## Listed records:
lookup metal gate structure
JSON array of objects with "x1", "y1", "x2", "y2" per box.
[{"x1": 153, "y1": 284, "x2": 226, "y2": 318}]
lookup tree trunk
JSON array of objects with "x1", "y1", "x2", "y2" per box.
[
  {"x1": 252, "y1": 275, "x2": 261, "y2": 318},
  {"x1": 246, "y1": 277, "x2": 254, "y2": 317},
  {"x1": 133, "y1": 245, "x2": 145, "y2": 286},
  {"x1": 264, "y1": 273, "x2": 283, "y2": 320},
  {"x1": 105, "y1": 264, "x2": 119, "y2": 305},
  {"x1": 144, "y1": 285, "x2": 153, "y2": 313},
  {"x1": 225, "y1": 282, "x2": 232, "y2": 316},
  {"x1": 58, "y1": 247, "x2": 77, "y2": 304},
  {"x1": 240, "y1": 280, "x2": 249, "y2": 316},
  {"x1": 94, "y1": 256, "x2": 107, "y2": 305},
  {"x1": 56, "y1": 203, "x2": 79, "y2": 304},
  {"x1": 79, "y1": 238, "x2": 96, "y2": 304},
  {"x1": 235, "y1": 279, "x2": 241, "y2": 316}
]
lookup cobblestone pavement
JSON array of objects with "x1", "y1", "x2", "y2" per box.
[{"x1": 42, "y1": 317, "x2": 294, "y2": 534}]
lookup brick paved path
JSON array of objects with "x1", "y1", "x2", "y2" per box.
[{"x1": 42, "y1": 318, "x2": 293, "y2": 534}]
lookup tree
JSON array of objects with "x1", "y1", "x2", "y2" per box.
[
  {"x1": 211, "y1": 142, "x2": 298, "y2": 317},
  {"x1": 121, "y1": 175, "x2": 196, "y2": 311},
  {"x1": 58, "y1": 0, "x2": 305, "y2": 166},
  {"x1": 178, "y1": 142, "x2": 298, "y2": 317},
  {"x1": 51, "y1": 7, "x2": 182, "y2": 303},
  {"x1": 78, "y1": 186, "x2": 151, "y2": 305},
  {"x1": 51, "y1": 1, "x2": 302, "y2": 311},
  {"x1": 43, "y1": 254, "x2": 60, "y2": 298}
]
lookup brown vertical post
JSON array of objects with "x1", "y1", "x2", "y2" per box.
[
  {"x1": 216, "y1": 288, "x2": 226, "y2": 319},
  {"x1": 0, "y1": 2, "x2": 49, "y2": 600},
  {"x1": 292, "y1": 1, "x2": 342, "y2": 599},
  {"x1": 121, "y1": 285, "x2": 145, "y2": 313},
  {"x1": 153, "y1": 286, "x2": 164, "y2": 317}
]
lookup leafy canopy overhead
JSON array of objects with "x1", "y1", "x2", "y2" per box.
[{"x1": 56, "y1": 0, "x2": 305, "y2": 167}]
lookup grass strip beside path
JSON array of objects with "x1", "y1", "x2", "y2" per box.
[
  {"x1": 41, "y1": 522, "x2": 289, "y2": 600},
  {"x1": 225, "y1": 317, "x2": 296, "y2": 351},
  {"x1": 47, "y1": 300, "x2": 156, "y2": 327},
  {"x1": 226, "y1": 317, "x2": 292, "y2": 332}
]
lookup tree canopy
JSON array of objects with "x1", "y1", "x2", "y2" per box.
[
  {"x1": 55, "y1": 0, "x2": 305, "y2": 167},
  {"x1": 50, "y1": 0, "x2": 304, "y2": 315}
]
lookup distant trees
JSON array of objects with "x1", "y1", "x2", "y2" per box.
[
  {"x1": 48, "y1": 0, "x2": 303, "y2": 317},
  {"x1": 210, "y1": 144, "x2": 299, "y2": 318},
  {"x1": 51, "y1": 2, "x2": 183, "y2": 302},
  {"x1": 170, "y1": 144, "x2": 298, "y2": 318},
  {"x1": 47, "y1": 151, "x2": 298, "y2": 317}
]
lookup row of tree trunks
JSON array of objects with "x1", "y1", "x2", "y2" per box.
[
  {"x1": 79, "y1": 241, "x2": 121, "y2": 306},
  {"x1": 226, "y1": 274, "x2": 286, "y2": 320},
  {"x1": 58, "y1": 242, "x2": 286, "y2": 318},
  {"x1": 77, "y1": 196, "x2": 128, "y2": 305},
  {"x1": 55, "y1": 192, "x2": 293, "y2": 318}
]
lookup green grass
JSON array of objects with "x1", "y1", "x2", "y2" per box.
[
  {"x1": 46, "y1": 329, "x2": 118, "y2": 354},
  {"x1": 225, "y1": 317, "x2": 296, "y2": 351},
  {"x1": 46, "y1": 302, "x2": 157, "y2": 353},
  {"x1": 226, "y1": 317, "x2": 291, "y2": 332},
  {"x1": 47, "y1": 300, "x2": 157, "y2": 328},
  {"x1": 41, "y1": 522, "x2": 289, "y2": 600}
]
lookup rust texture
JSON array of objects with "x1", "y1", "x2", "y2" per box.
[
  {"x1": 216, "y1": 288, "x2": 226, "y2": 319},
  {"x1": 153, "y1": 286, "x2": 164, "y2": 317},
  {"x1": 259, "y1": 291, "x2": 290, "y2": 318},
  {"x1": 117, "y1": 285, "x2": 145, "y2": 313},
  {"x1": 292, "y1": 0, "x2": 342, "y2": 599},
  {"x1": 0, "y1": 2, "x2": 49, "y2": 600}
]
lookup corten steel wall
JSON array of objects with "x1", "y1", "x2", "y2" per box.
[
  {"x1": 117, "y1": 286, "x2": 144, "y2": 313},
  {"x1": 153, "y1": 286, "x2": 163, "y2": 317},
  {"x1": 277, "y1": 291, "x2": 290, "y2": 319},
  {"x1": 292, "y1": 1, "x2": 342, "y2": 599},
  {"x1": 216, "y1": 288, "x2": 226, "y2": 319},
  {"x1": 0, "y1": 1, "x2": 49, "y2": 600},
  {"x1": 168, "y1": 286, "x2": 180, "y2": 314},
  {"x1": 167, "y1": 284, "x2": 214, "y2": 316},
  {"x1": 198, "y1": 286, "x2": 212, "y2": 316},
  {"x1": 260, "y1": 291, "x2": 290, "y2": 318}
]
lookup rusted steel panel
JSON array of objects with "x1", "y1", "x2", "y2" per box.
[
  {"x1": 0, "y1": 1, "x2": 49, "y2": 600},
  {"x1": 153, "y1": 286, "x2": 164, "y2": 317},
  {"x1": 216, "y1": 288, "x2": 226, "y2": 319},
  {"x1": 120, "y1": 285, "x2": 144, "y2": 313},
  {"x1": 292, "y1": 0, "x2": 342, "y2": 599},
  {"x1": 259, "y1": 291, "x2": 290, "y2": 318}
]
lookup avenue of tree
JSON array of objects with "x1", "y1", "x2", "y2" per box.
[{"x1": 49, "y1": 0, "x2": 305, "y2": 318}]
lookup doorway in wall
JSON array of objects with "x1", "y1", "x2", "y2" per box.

## What is expected:
Once the listing has been read, copy every line of it exactly.

## Response area:
lookup metal gate structure
JSON array of objects with "x1", "y1", "x2", "y2" per box.
[{"x1": 153, "y1": 284, "x2": 226, "y2": 318}]
lookup tree trunk
JSON array of objects with "x1", "y1", "x2", "y2" per box.
[
  {"x1": 252, "y1": 275, "x2": 261, "y2": 318},
  {"x1": 246, "y1": 277, "x2": 254, "y2": 317},
  {"x1": 133, "y1": 245, "x2": 145, "y2": 286},
  {"x1": 264, "y1": 273, "x2": 283, "y2": 320},
  {"x1": 105, "y1": 264, "x2": 119, "y2": 305},
  {"x1": 144, "y1": 285, "x2": 153, "y2": 313},
  {"x1": 225, "y1": 282, "x2": 232, "y2": 316},
  {"x1": 58, "y1": 247, "x2": 77, "y2": 304},
  {"x1": 240, "y1": 280, "x2": 249, "y2": 316},
  {"x1": 94, "y1": 256, "x2": 107, "y2": 305},
  {"x1": 56, "y1": 203, "x2": 79, "y2": 304},
  {"x1": 79, "y1": 238, "x2": 96, "y2": 304},
  {"x1": 235, "y1": 279, "x2": 241, "y2": 316}
]
lookup cobblestone pavement
JSON array of objects with "x1", "y1", "x2", "y2" per box.
[{"x1": 42, "y1": 317, "x2": 294, "y2": 534}]
lookup brick paved path
JSON array of objects with "x1", "y1", "x2", "y2" per box.
[{"x1": 42, "y1": 318, "x2": 293, "y2": 534}]
lookup tree
JSON array of objects with "x1", "y1", "x2", "y2" per box.
[
  {"x1": 211, "y1": 142, "x2": 298, "y2": 317},
  {"x1": 121, "y1": 175, "x2": 196, "y2": 311},
  {"x1": 58, "y1": 0, "x2": 305, "y2": 166},
  {"x1": 178, "y1": 142, "x2": 298, "y2": 317},
  {"x1": 51, "y1": 7, "x2": 182, "y2": 303},
  {"x1": 78, "y1": 186, "x2": 151, "y2": 305},
  {"x1": 51, "y1": 1, "x2": 302, "y2": 311},
  {"x1": 43, "y1": 254, "x2": 60, "y2": 298}
]
lookup brown vertical post
JSON array of objects with "x1", "y1", "x2", "y2" per box.
[
  {"x1": 216, "y1": 288, "x2": 226, "y2": 319},
  {"x1": 0, "y1": 2, "x2": 49, "y2": 600},
  {"x1": 292, "y1": 1, "x2": 342, "y2": 599},
  {"x1": 121, "y1": 285, "x2": 145, "y2": 313},
  {"x1": 153, "y1": 286, "x2": 164, "y2": 317}
]
lookup leafy canopy overhead
JSON array of objects with "x1", "y1", "x2", "y2" per box.
[{"x1": 56, "y1": 0, "x2": 305, "y2": 167}]
lookup grass strip beside path
JSON array of objects with "x1", "y1", "x2", "y2" per box.
[
  {"x1": 41, "y1": 522, "x2": 289, "y2": 600},
  {"x1": 225, "y1": 317, "x2": 296, "y2": 351},
  {"x1": 47, "y1": 300, "x2": 156, "y2": 327},
  {"x1": 226, "y1": 317, "x2": 292, "y2": 332}
]
lookup tree canopy
JSON array of objects with "x1", "y1", "x2", "y2" per box.
[
  {"x1": 55, "y1": 0, "x2": 305, "y2": 167},
  {"x1": 50, "y1": 0, "x2": 304, "y2": 315}
]
lookup distant trees
JSON array of objects with "x1", "y1", "x2", "y2" per box.
[
  {"x1": 48, "y1": 0, "x2": 303, "y2": 317},
  {"x1": 210, "y1": 144, "x2": 299, "y2": 318},
  {"x1": 51, "y1": 2, "x2": 183, "y2": 302},
  {"x1": 170, "y1": 144, "x2": 298, "y2": 318},
  {"x1": 47, "y1": 151, "x2": 298, "y2": 317}
]
lookup row of tree trunks
JSON array of objects with "x1", "y1", "x2", "y2" per box.
[
  {"x1": 79, "y1": 241, "x2": 121, "y2": 306},
  {"x1": 226, "y1": 274, "x2": 286, "y2": 320},
  {"x1": 58, "y1": 242, "x2": 286, "y2": 318},
  {"x1": 77, "y1": 196, "x2": 128, "y2": 305},
  {"x1": 55, "y1": 192, "x2": 293, "y2": 318}
]
lookup green grass
JSON array of objects with "x1", "y1", "x2", "y2" per box.
[
  {"x1": 46, "y1": 329, "x2": 118, "y2": 354},
  {"x1": 225, "y1": 317, "x2": 296, "y2": 351},
  {"x1": 46, "y1": 302, "x2": 157, "y2": 353},
  {"x1": 226, "y1": 317, "x2": 291, "y2": 332},
  {"x1": 47, "y1": 300, "x2": 157, "y2": 328},
  {"x1": 41, "y1": 522, "x2": 289, "y2": 600}
]
lookup rust texture
JSON array of objects with "x1", "y1", "x2", "y2" per box.
[
  {"x1": 216, "y1": 288, "x2": 226, "y2": 319},
  {"x1": 153, "y1": 286, "x2": 164, "y2": 317},
  {"x1": 259, "y1": 291, "x2": 290, "y2": 318},
  {"x1": 117, "y1": 285, "x2": 145, "y2": 313},
  {"x1": 292, "y1": 0, "x2": 342, "y2": 599},
  {"x1": 0, "y1": 2, "x2": 49, "y2": 600}
]
lookup corten steel wall
JSON array of objects with "x1", "y1", "x2", "y2" per box.
[
  {"x1": 117, "y1": 286, "x2": 144, "y2": 313},
  {"x1": 153, "y1": 286, "x2": 163, "y2": 317},
  {"x1": 277, "y1": 291, "x2": 290, "y2": 319},
  {"x1": 292, "y1": 1, "x2": 342, "y2": 599},
  {"x1": 216, "y1": 288, "x2": 226, "y2": 319},
  {"x1": 0, "y1": 1, "x2": 49, "y2": 600},
  {"x1": 168, "y1": 286, "x2": 180, "y2": 314},
  {"x1": 167, "y1": 284, "x2": 214, "y2": 316},
  {"x1": 198, "y1": 286, "x2": 212, "y2": 316},
  {"x1": 260, "y1": 291, "x2": 290, "y2": 318}
]
lookup rusted steel panel
JSON array of objects with "x1", "y1", "x2", "y2" per box.
[
  {"x1": 0, "y1": 1, "x2": 49, "y2": 600},
  {"x1": 153, "y1": 286, "x2": 164, "y2": 317},
  {"x1": 216, "y1": 288, "x2": 226, "y2": 319},
  {"x1": 120, "y1": 285, "x2": 144, "y2": 313},
  {"x1": 292, "y1": 0, "x2": 342, "y2": 599},
  {"x1": 259, "y1": 291, "x2": 290, "y2": 318}
]
lookup avenue of tree
JSON array of objects with "x1", "y1", "x2", "y2" per box.
[{"x1": 49, "y1": 0, "x2": 305, "y2": 318}]
lookup doorway in wall
JSON array of objects with "x1", "y1", "x2", "y2" per box.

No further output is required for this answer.